◆ Work to complete ◆
Starting with the line that contains "x=628, y=136, for", reproduce each line through the end of the listing below, with no other output.

◆ Stored records ◆
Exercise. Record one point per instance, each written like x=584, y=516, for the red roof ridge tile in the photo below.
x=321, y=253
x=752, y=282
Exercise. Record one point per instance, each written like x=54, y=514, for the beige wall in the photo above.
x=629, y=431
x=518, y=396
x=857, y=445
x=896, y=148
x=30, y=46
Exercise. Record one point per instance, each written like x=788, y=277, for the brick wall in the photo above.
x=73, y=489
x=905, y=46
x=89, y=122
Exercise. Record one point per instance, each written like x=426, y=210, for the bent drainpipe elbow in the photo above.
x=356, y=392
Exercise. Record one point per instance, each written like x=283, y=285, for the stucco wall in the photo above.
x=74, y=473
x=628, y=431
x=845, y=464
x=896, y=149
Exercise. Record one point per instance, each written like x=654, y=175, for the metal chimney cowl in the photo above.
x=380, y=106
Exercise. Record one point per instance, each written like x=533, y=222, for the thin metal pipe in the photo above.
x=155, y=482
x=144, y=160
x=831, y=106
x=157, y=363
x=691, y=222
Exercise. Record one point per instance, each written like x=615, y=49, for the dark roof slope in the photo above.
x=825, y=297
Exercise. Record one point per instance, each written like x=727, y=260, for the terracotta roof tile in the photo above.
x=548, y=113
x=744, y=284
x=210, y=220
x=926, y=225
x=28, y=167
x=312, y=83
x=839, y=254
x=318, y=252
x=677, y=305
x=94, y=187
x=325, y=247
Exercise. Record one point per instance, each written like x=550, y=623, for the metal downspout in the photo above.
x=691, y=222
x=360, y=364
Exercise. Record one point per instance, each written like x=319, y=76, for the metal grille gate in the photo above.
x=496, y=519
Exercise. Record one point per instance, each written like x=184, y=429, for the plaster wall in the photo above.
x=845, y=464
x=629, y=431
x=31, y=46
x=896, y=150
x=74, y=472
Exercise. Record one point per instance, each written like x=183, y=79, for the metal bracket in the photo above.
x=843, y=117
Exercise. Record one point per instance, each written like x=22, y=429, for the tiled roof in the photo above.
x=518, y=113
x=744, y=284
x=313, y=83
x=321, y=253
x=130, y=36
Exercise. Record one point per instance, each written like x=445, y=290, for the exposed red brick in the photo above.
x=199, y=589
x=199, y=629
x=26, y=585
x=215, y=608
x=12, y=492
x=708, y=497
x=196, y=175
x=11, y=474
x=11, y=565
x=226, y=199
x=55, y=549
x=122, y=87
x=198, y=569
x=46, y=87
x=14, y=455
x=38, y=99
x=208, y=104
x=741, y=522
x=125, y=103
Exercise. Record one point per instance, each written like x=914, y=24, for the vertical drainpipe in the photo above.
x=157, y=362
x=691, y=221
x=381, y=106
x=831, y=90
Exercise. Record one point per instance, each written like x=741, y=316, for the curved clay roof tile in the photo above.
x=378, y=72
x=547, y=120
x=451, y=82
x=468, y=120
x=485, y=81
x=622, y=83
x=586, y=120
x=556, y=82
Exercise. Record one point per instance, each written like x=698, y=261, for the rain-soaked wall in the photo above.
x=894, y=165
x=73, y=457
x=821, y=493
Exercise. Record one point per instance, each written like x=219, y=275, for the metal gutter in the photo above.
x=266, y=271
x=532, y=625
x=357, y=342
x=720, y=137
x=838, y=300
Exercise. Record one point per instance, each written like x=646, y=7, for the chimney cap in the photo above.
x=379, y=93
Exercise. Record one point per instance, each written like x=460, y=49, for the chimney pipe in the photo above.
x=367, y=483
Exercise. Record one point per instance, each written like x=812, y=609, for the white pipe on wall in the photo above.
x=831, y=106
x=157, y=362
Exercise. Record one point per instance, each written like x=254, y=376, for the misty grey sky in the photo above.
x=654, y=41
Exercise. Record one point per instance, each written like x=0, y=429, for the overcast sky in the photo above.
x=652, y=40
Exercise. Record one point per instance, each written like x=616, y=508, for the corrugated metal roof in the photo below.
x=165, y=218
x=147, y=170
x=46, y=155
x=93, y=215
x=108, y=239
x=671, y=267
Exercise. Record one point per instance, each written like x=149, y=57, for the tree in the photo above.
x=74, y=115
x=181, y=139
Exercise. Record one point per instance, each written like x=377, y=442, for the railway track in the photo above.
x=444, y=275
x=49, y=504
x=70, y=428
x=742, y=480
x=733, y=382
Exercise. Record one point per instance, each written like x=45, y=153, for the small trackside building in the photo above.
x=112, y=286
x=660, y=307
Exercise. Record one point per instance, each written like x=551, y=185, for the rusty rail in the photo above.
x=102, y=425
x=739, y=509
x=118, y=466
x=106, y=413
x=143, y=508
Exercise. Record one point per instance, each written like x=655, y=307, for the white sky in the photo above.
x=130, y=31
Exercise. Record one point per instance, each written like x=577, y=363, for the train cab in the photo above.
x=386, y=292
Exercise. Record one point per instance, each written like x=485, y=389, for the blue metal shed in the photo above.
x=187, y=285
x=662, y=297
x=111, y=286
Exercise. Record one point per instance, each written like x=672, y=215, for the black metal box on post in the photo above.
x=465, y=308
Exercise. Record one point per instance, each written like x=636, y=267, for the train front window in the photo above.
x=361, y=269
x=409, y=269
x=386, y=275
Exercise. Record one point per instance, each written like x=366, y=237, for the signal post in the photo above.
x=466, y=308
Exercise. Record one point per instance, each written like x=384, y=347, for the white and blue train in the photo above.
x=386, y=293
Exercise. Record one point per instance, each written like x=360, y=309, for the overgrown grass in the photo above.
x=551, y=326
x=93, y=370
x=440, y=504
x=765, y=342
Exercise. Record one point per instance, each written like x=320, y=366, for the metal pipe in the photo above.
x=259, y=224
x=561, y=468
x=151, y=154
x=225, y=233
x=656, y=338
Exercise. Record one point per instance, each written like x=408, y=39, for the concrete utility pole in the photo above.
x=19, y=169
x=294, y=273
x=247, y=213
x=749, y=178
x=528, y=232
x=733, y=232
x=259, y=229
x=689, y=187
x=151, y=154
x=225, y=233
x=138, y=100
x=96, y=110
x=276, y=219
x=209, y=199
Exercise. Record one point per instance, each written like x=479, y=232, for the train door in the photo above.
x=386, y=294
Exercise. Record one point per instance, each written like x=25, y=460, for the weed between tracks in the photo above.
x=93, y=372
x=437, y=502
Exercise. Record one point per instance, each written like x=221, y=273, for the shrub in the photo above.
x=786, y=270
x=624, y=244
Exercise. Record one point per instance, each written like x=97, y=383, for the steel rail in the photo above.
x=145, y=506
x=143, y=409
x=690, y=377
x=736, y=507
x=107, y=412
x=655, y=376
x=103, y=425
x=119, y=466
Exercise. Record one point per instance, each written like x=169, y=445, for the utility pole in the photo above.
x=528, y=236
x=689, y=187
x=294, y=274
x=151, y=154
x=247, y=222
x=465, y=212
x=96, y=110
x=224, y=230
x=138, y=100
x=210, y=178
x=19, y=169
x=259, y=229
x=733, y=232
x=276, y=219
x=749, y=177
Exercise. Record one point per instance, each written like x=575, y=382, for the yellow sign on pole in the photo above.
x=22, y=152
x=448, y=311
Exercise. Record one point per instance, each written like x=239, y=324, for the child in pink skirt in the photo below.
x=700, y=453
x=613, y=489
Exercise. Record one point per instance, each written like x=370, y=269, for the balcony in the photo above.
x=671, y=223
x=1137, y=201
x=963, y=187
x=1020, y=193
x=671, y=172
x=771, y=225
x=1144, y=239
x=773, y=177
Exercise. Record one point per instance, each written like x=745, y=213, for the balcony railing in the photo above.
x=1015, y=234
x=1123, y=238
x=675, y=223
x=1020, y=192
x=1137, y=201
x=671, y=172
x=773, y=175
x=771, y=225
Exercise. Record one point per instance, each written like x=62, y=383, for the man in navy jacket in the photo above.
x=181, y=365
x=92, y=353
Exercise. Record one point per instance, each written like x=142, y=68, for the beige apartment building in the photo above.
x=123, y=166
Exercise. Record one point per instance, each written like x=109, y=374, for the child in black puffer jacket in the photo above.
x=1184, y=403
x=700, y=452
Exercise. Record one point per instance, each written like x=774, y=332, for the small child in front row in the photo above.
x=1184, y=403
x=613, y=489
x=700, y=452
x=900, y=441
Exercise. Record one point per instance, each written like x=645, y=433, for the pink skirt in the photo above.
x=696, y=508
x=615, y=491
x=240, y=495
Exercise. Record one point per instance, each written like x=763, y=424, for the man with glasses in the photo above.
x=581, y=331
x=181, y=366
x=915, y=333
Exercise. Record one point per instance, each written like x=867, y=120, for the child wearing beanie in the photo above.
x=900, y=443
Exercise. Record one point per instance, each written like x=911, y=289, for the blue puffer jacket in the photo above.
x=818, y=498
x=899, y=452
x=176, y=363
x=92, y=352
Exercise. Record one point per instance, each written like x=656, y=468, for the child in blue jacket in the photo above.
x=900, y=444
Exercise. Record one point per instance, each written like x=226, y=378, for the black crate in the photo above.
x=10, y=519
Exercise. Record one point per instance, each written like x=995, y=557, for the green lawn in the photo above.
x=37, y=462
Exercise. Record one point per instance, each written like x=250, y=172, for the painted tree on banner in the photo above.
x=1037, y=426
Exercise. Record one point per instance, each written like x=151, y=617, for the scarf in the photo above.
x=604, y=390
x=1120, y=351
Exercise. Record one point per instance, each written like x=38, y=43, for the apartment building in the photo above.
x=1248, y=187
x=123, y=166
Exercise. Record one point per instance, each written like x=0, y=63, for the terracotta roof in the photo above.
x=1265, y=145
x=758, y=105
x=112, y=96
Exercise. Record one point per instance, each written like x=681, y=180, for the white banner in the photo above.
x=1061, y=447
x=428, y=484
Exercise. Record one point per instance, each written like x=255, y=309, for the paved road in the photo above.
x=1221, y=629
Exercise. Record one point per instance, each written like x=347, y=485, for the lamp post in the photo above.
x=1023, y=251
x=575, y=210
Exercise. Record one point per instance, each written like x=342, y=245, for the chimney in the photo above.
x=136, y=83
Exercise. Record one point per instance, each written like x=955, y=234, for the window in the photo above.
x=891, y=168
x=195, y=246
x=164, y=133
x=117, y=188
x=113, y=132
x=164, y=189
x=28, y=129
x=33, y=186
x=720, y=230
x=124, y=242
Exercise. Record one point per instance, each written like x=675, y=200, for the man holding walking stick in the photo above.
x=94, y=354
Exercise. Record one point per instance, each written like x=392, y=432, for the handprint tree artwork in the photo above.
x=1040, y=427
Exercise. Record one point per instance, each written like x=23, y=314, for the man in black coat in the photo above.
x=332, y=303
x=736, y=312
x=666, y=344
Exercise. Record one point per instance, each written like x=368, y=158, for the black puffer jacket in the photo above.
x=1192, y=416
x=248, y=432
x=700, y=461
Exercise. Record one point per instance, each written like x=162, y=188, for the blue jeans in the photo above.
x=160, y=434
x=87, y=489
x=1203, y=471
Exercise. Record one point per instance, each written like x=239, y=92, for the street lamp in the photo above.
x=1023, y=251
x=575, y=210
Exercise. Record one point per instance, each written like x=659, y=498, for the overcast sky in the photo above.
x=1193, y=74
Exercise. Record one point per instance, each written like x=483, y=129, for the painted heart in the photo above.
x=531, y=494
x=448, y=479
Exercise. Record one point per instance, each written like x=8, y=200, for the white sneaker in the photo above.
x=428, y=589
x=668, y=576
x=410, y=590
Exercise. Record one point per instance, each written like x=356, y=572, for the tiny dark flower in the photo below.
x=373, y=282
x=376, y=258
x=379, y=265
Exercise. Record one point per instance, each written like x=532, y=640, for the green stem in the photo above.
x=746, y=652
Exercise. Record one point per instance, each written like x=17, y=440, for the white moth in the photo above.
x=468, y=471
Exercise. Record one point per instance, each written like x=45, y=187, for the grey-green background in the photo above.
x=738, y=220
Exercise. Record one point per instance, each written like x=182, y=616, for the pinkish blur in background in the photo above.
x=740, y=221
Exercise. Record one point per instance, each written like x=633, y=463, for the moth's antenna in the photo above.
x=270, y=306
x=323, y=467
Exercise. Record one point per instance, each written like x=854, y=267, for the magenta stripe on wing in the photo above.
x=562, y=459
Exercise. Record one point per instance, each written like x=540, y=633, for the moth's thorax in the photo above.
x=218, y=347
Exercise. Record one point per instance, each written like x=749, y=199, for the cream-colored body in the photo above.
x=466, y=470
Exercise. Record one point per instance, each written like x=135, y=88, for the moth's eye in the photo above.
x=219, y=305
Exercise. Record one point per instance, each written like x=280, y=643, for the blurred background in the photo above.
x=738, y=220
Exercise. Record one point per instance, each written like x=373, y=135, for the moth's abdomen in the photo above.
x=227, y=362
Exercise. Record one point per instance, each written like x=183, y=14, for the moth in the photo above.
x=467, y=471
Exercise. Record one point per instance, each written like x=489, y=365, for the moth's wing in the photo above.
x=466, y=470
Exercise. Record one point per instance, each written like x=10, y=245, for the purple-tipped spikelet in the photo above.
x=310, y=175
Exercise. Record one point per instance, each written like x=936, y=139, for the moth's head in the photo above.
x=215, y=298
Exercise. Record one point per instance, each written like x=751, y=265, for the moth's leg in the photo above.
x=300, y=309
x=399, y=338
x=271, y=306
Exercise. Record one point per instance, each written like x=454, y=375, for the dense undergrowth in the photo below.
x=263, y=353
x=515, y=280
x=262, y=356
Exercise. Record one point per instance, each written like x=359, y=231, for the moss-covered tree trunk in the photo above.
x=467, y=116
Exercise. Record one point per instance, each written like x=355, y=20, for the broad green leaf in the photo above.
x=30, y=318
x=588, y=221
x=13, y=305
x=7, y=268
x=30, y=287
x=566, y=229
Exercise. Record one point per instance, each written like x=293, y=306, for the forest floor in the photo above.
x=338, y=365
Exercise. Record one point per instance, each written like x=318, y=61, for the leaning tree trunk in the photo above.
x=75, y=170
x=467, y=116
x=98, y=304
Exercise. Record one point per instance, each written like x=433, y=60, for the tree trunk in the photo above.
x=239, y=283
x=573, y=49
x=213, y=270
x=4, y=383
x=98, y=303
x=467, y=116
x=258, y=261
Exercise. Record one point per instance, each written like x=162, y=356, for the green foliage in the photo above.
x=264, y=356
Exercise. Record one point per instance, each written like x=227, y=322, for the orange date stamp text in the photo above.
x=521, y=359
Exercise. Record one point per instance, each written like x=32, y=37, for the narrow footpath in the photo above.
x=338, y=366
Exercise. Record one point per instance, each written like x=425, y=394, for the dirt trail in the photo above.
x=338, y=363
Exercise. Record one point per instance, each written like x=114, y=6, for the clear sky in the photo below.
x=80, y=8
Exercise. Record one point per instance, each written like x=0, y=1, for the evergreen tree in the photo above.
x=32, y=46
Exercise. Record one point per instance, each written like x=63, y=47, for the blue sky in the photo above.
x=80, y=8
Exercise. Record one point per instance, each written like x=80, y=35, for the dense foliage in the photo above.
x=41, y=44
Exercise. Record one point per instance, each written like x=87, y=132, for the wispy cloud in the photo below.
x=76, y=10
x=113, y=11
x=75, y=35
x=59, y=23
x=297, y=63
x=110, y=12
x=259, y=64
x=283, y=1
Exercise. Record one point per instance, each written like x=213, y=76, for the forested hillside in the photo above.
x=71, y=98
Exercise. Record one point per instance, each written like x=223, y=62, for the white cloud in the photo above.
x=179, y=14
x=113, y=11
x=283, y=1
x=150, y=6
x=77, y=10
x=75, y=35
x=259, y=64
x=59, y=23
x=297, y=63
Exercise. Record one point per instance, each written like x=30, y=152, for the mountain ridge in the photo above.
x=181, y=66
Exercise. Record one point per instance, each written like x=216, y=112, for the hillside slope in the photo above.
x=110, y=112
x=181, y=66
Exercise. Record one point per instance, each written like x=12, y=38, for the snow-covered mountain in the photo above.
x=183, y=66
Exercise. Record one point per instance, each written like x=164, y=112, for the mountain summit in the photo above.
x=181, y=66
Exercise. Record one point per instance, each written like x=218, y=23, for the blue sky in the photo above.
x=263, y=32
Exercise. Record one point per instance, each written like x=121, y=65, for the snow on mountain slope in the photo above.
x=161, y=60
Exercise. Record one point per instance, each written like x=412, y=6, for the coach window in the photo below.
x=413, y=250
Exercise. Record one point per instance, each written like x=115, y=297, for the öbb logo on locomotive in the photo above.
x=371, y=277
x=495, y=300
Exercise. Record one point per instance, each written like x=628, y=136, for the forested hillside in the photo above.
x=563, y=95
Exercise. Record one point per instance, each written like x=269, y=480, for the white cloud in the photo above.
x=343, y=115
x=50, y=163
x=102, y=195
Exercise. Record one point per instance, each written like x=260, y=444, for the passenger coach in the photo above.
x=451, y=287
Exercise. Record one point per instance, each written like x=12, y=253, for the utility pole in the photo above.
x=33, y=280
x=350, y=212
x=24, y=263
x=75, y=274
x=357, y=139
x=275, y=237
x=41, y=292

◆ Solution for this exercise ◆
Exercise. Record one point per instance, each written like x=628, y=136, for the forested hillside in the photo above.
x=563, y=95
Exercise. Record one point per instance, each written like x=269, y=480, for the white cloud in the photo above.
x=343, y=115
x=50, y=163
x=102, y=195
Exercise. Record one point per instance, each written like x=260, y=444, for the passenger coach in the photo above.
x=451, y=287
Exercise. Record one point per instance, each written like x=12, y=253, for the utility pole in the photo above.
x=33, y=280
x=350, y=212
x=24, y=263
x=75, y=274
x=357, y=139
x=275, y=237
x=41, y=292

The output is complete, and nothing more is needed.